== YOUR GOAL ==
Please print each record below exactly as it is written.

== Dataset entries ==
==========

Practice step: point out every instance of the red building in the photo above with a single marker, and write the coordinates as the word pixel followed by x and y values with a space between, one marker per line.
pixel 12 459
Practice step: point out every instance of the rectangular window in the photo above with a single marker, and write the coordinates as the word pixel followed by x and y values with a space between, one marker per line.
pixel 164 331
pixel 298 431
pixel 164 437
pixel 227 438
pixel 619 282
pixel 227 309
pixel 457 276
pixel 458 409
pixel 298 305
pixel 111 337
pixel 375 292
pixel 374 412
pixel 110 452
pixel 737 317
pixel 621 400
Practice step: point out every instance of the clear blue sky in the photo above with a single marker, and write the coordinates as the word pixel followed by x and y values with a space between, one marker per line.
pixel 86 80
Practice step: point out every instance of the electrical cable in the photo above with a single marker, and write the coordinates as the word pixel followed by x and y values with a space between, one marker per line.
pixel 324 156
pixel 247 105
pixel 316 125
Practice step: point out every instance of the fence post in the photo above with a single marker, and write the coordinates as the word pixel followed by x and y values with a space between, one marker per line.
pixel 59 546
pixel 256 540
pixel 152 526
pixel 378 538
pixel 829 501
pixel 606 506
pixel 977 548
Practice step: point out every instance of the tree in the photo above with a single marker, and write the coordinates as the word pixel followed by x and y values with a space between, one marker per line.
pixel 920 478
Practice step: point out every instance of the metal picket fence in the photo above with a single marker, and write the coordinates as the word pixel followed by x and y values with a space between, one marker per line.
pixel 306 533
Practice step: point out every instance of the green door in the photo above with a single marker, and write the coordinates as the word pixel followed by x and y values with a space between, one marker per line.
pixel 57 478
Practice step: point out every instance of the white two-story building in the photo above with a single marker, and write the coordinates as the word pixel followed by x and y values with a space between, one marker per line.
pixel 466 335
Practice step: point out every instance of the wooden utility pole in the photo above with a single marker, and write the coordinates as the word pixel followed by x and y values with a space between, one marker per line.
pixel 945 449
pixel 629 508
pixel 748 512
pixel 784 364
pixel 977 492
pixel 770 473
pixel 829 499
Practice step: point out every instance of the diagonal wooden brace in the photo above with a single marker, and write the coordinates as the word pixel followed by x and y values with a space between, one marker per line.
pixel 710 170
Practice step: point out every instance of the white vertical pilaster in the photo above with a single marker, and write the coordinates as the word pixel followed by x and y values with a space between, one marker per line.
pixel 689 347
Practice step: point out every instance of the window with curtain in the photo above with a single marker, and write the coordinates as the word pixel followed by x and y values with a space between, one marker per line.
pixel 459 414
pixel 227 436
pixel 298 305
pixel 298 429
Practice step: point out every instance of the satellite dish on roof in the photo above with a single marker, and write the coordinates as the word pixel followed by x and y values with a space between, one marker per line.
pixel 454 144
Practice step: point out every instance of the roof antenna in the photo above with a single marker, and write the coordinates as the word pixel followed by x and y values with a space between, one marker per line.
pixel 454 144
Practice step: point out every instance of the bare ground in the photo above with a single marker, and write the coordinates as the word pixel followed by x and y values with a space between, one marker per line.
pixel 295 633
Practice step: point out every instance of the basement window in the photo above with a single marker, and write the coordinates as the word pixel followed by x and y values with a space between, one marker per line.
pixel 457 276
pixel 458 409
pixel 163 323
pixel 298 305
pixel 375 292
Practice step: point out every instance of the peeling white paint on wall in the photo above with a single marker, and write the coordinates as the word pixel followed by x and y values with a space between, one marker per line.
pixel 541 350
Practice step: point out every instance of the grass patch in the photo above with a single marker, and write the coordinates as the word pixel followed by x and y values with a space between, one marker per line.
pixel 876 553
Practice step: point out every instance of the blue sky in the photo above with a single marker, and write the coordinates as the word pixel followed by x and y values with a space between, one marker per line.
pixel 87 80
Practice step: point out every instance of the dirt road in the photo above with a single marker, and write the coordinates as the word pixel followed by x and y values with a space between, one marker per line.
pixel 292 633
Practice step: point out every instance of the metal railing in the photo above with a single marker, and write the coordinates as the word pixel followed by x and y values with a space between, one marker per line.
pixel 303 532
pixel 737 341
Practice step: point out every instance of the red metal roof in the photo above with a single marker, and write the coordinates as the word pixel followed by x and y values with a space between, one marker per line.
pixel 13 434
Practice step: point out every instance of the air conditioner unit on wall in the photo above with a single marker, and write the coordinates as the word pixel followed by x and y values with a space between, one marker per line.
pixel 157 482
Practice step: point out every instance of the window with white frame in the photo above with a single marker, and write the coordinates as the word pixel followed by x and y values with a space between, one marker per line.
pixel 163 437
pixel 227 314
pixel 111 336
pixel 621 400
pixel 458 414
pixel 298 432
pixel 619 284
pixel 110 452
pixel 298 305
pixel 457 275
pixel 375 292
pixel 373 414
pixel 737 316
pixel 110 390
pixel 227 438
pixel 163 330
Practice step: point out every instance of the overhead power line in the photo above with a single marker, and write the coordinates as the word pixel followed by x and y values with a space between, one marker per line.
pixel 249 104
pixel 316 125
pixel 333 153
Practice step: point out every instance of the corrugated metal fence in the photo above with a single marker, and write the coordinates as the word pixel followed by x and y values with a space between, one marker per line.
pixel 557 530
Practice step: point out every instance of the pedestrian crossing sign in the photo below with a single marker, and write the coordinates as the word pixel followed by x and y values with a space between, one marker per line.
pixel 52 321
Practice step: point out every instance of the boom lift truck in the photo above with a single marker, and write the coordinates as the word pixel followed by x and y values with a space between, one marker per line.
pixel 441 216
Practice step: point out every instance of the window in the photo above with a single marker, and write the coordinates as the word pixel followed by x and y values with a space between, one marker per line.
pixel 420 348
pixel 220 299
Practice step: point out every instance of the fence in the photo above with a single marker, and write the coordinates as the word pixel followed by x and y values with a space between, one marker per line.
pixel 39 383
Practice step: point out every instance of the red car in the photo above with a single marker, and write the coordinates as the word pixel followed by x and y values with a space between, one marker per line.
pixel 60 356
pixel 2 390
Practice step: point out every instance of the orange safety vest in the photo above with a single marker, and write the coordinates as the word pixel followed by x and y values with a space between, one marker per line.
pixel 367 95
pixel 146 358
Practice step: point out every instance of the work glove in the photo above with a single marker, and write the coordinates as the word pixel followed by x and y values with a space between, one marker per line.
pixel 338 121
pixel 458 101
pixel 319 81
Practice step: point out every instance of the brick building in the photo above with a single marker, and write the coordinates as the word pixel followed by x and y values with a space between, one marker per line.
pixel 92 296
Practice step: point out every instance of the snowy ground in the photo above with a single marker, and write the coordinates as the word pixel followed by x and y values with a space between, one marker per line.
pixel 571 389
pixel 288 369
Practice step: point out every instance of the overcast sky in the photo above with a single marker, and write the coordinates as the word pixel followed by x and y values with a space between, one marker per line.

==========

== EXERCISE SOLUTION ==
Practice step: point out every instance of the red building in the photo above with a single marker, and write the coordinates as the word pixel followed by x and y values with a space between, one marker per line.
pixel 12 459
Practice step: point out every instance of the rectangular window in the photo above with a single marker, and write the coordinates as the word pixel followed by x and y values with a space between, one marker per line.
pixel 164 331
pixel 298 431
pixel 164 437
pixel 227 438
pixel 619 282
pixel 227 309
pixel 457 276
pixel 458 409
pixel 298 305
pixel 111 337
pixel 375 292
pixel 374 412
pixel 110 452
pixel 737 317
pixel 621 400
Practice step: point out every instance of the clear blue sky in the photo above with a single marker, and write the coordinates as the word pixel followed by x and y values with a space between, one marker per line.
pixel 86 80
Practice step: point out every instance of the electrical cable in the photo above with a single marker, and write the coordinates as the word pixel followed by x and y values with a space between, one marker per line.
pixel 324 156
pixel 247 105
pixel 316 125
Practice step: point out every instance of the fence post in the photo above with a single marker, and write the coordinates as the word pixel followed by x and y values with a space between, one marker per line.
pixel 59 546
pixel 256 540
pixel 152 526
pixel 378 538
pixel 829 501
pixel 606 506
pixel 977 548
Practice step: point out every instance of the tree in the photo above with a single marker, and write the coordinates as the word pixel followed by x and y values with a space between, one marker per line.
pixel 920 478
Practice step: point out every instance of the metal picket fence in the photo above with a single marker, and write the coordinates as the word pixel followed by x and y values with a space between, one marker per line.
pixel 306 533
Practice step: point out every instance of the green door in the photo above with a single marker, and write the coordinates as the word pixel followed by x and y values with a space between, one marker per line.
pixel 57 478
Practice step: point out every instance of the white two-story building in the photo above with a single marker, and write the coordinates as the word pixel followed by x and y values with a space between, one marker per line.
pixel 466 335
Practice step: point out every instance of the wooden utility pole in the photo above with a single marker, and write the coordinates as the word pixel followed by x and y values with a space between, one marker per line.
pixel 945 449
pixel 629 508
pixel 748 512
pixel 784 364
pixel 977 492
pixel 770 473
pixel 829 499
Practice step: point out every instance of the diagonal wooden brace in the photo above with a single marker, and write the coordinates as the word pixel followed by x and y values with a space between, one marker per line.
pixel 710 170
Practice step: point out every instance of the white vertical pilaster in the photo above with a single marker, and write the coordinates as the word pixel followed by x and y values with a space between, one marker per line.
pixel 689 347
Practice step: point out every instance of the window with curtain in the photo above with a single marker, and write the coordinates as the word pixel followed by x and y values with a space between, one marker per line.
pixel 459 414
pixel 227 436
pixel 298 305
pixel 298 429
Practice step: point out every instance of the satellite dish on roof in the photo above with a single marker, and write the coordinates as the word pixel followed by x and y values with a space between, one marker per line.
pixel 454 144
Practice step: point out every instance of the roof antenna in the photo above with a single marker, and write the coordinates as the word pixel followed by x and y values with a space between, one marker per line.
pixel 454 144
Practice step: point out every instance of the bare ground in the photo above with a single marker, and write the coordinates as the word pixel followed by x and y values with a space between, one marker per line.
pixel 295 633
Practice step: point out every instance of the basement window in the photo above with a single marker, and write the coordinates as the word pixel followed by x and y values with a space between, one marker per line.
pixel 457 276
pixel 458 409
pixel 163 323
pixel 298 305
pixel 375 292
Practice step: point out every instance of the peeling white paint on wall in the photo above with a single marker, and write the coordinates as the word pixel followed by x and y values with a space between, one marker per line.
pixel 541 350
Practice step: point out every instance of the grass patch in the photo above with a single marker, and write the coordinates as the word pixel followed by x and y values with a space between, one marker per line.
pixel 876 553
Practice step: point out every instance of the blue sky in the photo above with a single marker, and write the coordinates as the word pixel followed by x and y values with a space between, one marker per line.
pixel 87 80
Practice step: point out every instance of the dirt road in the photo above with a single marker, and write the coordinates as the word pixel followed by x and y values with a space between, one marker per line.
pixel 292 633
Practice step: point out every instance of the metal railing in the photo above with a single marker, and write the coordinates as the word pixel followed by x and y values with a space between, one marker per line.
pixel 303 532
pixel 737 341
Practice step: point out every instance of the red metal roof in the photo above with a single marker, and write the coordinates as the word pixel followed by x and y values with a space between, one marker per line.
pixel 13 434
Practice step: point out every instance of the air conditioner unit on wall in the photo above with a single marker, and write the coordinates as the word pixel followed by x and y values with a space between, one marker per line.
pixel 157 482
Practice step: point out every instance of the window with white frame in the photo above with a single marker, and write the coordinates as the word pixel followed by x and y values with a space between, one marker per line.
pixel 163 437
pixel 227 314
pixel 111 336
pixel 621 400
pixel 458 414
pixel 298 432
pixel 619 284
pixel 110 452
pixel 298 305
pixel 457 275
pixel 375 292
pixel 373 414
pixel 737 316
pixel 110 390
pixel 227 438
pixel 163 330
Practice step: point out every instance of the overhead power line in the photo above with a single marker, and write the coordinates as the word pixel followed by x and y values with a space between, one marker per line.
pixel 249 104
pixel 316 125
pixel 333 153
Practice step: point out every instance of the corrugated metal fence in the photo above with a single marker, and write the coordinates as the word pixel followed by x and y values with a space between, one marker per line.
pixel 557 530
Practice step: point out every instance of the pedestrian crossing sign in the photo below with a single marker, and write the coordinates as the word pixel followed by x and y values with a space between, one marker per line.
pixel 52 321
Practice step: point out every instance of the boom lift truck in the photo above with a single marker, and write the coordinates as the word pixel followed by x and y values with a space between, one marker per line.
pixel 441 216
Practice step: point out every instance of the window in the photo above with a single marker, and write the coordinates as the word pixel followed by x and y values with a space between, one marker per line.
pixel 420 348
pixel 220 299
Practice step: point out every instance of the fence in the photo above with a single marker, and write the coordinates as the word pixel followed by x and y values with a space between, one marker per line.
pixel 39 383
Practice step: point out every instance of the red car in the photo above with a single marker, and write the coordinates as the word pixel followed by x and y values with a space between, one marker per line.
pixel 60 356
pixel 2 390
Practice step: point out every instance of the orange safety vest in the photo above with a single marker, and write the coordinates as the word pixel followed by x and y values with a space between, one marker per line.
pixel 367 95
pixel 146 358
Practice step: point out every instance of the work glove in the photo above with a single marker, and write the coordinates as the word pixel followed by x and y values with a space between, one marker per line.
pixel 338 121
pixel 458 101
pixel 319 81
Practice step: point out every instance of the brick building in the photo above with a single marker, and write the coordinates as the word pixel followed by x and y values with a space between, one marker per line.
pixel 92 296
Practice step: point out every instance of the snowy ground in the photo above with a single marker, and write the coordinates as the word pixel followed by x and y values with a space between, one marker per line.
pixel 571 389
pixel 288 369
Practice step: point out every instance of the overcast sky in the photo above with a single marker, and write the coordinates as the word pixel followed by x and y values with a space between, one marker per line.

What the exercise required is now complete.